* CHALLENGE *
Reproduce only the lines from the line containing "of the hooded" to the end of the entries below, including both of those lines.

====== DATA IN THIS EXERCISE ======

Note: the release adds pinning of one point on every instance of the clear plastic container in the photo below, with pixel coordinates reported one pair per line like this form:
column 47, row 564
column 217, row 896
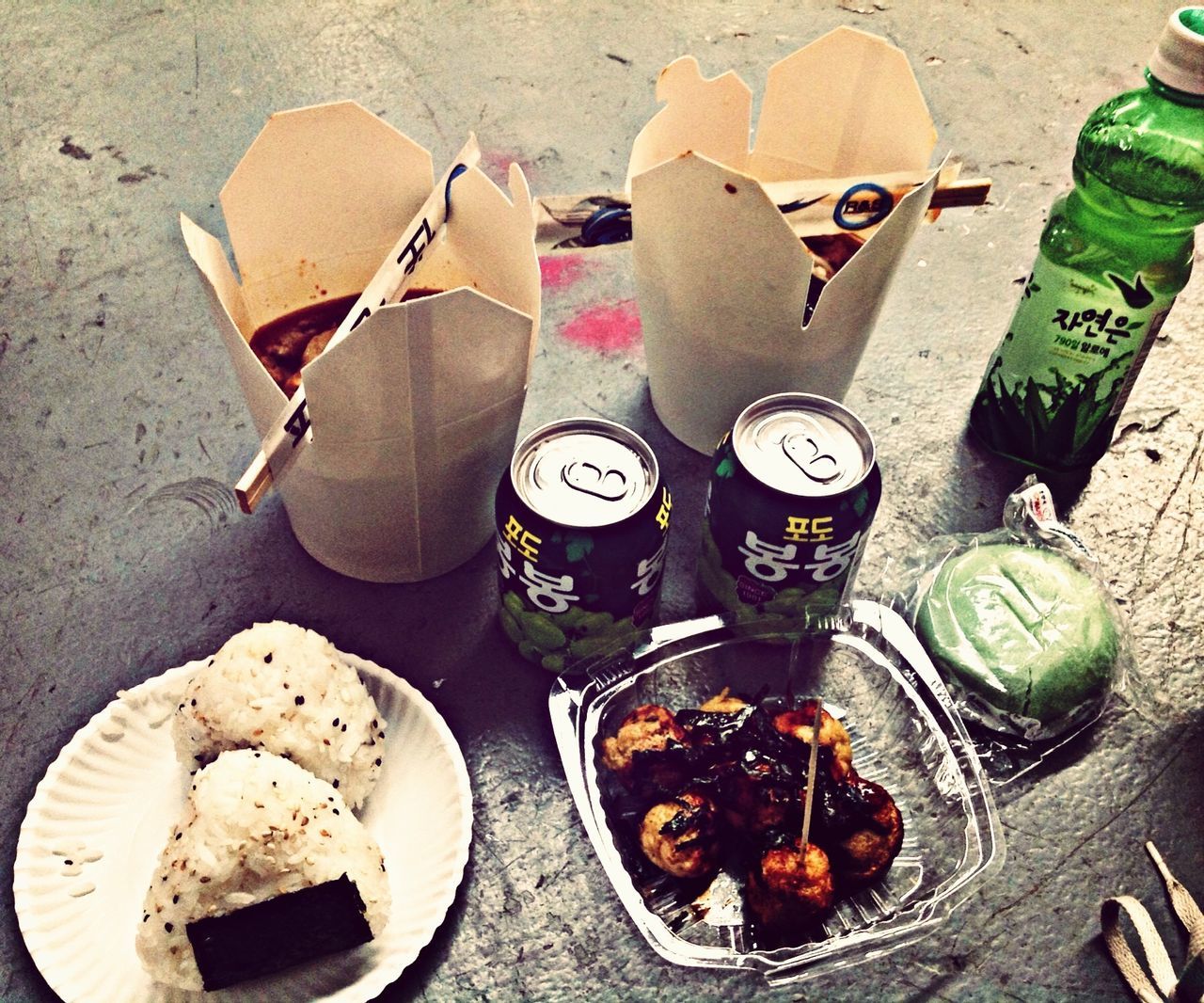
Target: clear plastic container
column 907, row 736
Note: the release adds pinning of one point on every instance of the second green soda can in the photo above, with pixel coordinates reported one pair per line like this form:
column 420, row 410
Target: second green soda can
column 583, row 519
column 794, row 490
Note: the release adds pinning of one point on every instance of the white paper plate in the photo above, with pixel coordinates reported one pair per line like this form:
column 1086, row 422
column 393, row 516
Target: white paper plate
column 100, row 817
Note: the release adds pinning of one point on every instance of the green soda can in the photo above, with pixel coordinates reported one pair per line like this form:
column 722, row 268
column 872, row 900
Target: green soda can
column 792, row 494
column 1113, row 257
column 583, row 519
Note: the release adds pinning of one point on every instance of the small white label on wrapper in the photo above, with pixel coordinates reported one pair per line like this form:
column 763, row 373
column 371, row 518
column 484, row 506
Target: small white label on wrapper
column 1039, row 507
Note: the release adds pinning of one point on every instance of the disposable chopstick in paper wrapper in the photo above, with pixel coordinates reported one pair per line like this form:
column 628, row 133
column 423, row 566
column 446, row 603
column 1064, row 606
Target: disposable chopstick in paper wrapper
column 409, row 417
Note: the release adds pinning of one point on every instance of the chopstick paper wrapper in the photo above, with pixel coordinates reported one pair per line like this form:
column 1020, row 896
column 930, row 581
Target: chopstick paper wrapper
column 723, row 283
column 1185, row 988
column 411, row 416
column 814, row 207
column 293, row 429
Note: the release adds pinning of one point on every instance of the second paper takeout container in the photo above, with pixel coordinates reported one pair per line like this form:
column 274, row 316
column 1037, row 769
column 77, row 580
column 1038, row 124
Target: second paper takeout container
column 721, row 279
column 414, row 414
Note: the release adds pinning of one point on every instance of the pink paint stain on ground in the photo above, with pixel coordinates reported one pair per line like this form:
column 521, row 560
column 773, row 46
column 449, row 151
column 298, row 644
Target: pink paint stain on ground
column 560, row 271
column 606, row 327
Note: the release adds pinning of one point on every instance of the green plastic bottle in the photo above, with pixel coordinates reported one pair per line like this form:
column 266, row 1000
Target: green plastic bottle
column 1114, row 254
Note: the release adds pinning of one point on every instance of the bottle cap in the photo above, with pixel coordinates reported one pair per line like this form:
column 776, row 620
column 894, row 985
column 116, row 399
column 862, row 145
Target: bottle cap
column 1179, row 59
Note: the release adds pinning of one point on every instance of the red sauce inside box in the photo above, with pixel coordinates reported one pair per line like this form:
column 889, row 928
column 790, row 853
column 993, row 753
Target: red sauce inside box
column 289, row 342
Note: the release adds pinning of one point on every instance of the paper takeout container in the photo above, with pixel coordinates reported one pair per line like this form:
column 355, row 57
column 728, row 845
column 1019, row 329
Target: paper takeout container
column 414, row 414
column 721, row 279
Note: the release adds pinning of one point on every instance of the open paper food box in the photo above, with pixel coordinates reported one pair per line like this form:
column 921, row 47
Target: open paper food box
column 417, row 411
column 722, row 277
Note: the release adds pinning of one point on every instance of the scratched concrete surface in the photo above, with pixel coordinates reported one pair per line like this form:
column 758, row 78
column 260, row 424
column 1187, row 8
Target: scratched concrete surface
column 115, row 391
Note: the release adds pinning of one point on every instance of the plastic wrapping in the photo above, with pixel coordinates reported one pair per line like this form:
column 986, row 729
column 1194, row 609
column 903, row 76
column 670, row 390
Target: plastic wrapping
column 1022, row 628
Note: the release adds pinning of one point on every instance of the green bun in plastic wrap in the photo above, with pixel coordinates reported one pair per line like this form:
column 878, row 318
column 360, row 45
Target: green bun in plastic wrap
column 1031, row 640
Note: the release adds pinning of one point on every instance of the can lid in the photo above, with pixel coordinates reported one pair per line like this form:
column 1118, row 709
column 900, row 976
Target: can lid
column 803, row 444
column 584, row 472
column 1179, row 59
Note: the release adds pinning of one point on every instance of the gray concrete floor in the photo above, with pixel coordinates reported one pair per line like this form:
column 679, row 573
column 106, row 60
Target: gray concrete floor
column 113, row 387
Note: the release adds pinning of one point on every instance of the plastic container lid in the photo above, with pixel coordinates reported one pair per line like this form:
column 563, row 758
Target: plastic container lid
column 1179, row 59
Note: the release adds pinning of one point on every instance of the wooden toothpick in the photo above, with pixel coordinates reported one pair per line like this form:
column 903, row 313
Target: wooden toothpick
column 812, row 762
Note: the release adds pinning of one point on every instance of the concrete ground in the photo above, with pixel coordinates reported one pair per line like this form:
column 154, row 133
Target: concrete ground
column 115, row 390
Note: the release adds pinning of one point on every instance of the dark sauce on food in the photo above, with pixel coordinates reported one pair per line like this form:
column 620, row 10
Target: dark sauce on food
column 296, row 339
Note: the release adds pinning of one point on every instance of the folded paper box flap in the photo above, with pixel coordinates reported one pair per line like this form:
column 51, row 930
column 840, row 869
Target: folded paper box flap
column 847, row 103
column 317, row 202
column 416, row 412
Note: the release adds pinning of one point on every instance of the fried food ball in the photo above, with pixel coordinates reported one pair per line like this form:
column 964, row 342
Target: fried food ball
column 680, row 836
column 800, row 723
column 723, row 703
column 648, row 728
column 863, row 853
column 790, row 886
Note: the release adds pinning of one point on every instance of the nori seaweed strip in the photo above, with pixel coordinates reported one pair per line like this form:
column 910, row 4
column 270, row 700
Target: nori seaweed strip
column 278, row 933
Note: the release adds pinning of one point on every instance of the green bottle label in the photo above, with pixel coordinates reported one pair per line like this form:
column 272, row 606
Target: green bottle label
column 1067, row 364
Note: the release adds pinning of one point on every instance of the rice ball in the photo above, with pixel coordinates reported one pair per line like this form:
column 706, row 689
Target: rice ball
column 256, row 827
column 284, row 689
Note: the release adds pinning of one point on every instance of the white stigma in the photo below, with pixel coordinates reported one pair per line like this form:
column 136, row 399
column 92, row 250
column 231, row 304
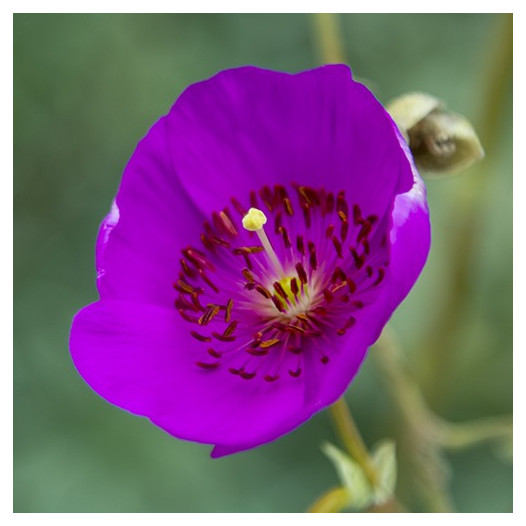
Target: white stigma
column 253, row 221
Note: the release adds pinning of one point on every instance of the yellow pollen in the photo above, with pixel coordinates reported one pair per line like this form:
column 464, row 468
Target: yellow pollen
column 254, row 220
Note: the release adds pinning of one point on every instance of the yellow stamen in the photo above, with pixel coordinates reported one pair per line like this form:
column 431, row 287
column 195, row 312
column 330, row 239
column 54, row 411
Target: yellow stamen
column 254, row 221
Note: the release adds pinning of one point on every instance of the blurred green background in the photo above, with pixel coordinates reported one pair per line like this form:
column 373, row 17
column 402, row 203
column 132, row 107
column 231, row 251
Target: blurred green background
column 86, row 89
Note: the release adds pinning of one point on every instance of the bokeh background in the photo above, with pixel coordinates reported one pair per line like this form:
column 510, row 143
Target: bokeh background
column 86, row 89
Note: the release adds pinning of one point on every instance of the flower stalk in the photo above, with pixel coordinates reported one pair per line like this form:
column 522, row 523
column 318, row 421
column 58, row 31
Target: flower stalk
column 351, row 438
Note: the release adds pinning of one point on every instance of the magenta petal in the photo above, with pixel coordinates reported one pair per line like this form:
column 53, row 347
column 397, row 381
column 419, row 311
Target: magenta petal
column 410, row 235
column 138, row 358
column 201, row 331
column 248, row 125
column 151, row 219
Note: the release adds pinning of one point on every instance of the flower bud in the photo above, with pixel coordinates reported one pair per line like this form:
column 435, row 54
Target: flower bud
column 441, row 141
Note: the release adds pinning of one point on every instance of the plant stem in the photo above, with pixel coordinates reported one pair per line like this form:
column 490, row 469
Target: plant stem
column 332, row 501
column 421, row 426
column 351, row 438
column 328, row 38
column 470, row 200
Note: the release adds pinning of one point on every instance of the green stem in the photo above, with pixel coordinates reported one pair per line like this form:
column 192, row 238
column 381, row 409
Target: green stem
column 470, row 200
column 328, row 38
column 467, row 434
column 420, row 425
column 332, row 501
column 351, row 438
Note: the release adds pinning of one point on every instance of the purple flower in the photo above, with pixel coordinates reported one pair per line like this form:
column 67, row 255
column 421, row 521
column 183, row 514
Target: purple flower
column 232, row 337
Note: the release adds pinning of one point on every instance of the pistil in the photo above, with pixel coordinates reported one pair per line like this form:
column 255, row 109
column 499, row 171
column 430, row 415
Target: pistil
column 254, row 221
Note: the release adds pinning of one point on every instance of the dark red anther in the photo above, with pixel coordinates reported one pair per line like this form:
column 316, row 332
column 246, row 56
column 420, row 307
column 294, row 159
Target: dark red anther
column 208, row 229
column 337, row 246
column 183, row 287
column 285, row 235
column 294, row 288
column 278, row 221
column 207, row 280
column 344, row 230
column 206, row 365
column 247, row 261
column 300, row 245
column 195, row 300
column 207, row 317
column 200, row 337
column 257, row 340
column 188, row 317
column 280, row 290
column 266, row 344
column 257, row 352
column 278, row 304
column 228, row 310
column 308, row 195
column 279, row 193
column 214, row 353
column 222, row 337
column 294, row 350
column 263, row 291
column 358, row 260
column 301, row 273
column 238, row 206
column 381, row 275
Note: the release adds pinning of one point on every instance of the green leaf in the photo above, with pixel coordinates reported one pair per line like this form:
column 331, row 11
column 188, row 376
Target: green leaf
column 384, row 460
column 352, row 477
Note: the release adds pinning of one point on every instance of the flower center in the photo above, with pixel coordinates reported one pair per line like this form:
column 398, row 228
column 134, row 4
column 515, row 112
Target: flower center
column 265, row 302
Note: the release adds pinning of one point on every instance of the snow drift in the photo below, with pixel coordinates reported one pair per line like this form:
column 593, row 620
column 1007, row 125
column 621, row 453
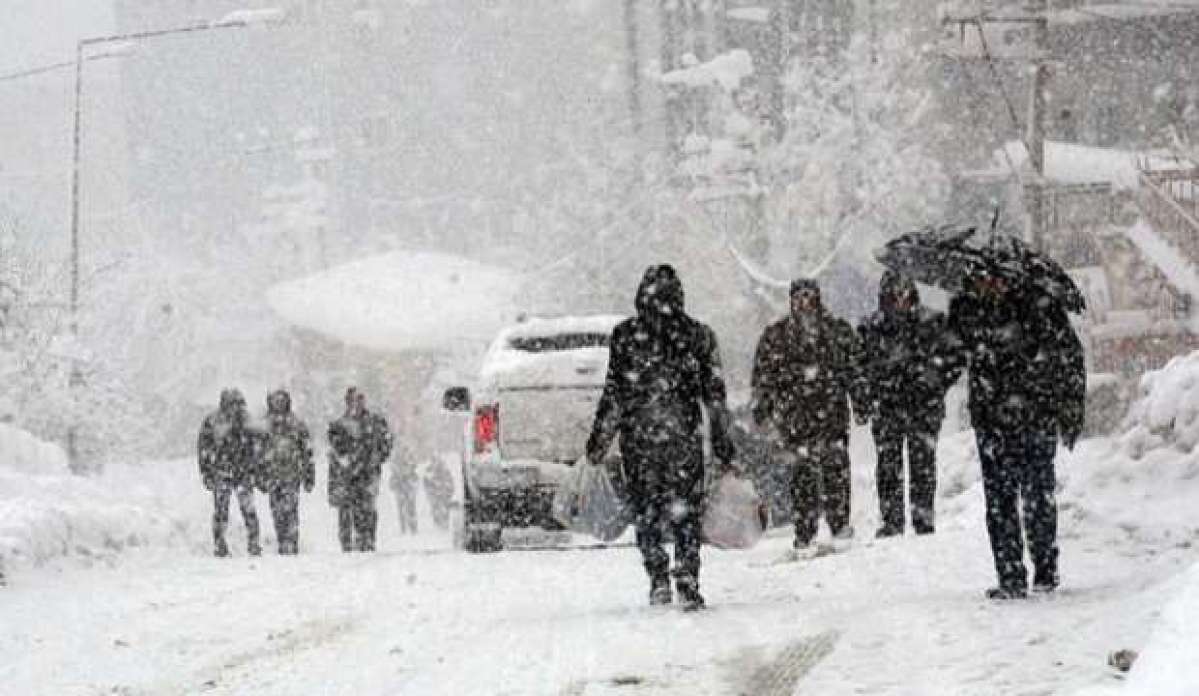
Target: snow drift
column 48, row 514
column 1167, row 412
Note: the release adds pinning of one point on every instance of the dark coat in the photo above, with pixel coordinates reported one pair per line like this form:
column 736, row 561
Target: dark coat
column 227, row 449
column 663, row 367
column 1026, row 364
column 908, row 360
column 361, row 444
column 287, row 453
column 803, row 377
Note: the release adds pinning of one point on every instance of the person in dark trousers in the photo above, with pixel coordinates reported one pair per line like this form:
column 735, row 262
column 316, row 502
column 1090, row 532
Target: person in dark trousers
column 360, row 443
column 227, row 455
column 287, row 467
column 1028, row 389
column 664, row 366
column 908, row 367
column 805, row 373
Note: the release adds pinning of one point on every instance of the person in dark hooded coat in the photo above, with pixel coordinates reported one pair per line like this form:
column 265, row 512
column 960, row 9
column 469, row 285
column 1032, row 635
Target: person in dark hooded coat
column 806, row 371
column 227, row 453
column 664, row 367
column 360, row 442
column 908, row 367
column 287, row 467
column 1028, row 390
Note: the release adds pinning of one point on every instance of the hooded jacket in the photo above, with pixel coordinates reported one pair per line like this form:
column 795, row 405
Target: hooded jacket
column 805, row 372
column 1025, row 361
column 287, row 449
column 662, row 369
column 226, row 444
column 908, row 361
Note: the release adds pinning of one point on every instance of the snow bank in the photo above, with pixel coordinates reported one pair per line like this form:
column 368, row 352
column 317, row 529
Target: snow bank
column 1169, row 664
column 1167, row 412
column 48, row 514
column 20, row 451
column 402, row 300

======

* EXERCISE OUTPUT *
Note: the release adds pinning of one point on every instance of the hooded jacket in the photo above, with pixel coordinates reported one pair per line like this form:
column 795, row 405
Target: hooded jacket
column 805, row 372
column 1025, row 361
column 287, row 449
column 662, row 369
column 226, row 444
column 908, row 361
Note: the release adds pinning of one point on every instance of the snow bank in the photo above, with pixel coordinates reported one pair per line like this form:
column 368, row 352
column 317, row 529
Target: snow bank
column 1169, row 664
column 1167, row 412
column 48, row 514
column 20, row 451
column 402, row 300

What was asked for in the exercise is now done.